Deine Aufgabe: Schreib den Lesetext über Rassismus in der schwulen Welt und das Interview mit Michael Sam im Anschluss an seinen letzten Satz weiter.

Lesetext:
_ _ _ _ _

Über Rassismus wird in den USA deutlich mehr gesprochen als in Deutschland, wo das Thema meist nur dann auf den Tisch kommt, wenn Neonazis dunkelhäutige Mitbürger attackieren oder (lesbische) Aktivistinnengruppen wie LesMigras die Postkolonialismus-Keule...

Über Rassismus wird in den USA deutlich mehr gesprochen als in Deutschland, wo das Thema meist nur dann auf den Tisch kommt, wenn Neonazis dunkelhäutige Mitbürger attackieren oder (lesbische) Aktivistinnengruppen wie LesMigras die Postkolonialismus-Keule schwingen –mit gezielten Vorwürfen auch gegenüber der diesbezüglich unsensiblen LGBTI-Community hierzulande, deren Blindheit oder bewusstes Desinteresse bei diesem Thema auch als Rassismus ausgelegt werden kann. Was Rassismus innerhalb der schwulen Welt angeht, so hat der Ex-Footballer Michael Sam die Diskussion gerade neu angestoßen mit einem Interview in der britischen Zeitschrift „Attitude“. Sie hat dem amerikanischen Ex-Sportler eine Coverstory gewidmet, die weltweit für Schlagzeilen sorgte.

_ _ _ _ _

Datenabschnitt:
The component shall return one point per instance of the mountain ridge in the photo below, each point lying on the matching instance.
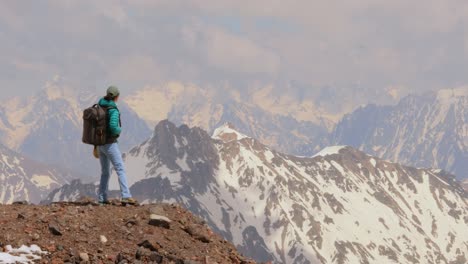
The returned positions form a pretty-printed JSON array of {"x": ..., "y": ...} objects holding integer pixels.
[{"x": 290, "y": 209}]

_ _ _ _ _

Antwort:
Zur Erinnerung: Sam war 2014 der erste US-Footballer, der als offen schwuler Mann in ein Team der National Football League (NFL) aufgenommen wurde. Da flog er allerdings bald wieder raus, wechselte mehrmals glücklos die Vereine. Und verabschiedete sich schließlich ganz vom Sport, laut eigener Aussagen aus „Gründen der psychischen Gesundheit“. Danach probierte er Karriere als Reality Star zu machen, bevor er sich entschloss, nochmals zur Schule zu gehen. Zwischendurch löste er seine zuvor mit viel Medienhype angekündigte Verlobung; war auf den Covern von vielen Sport- und Modemagazinen, auch auf den Covern von etlichen Gay Magazines. Und nun das … Abrechnung mit der Szene!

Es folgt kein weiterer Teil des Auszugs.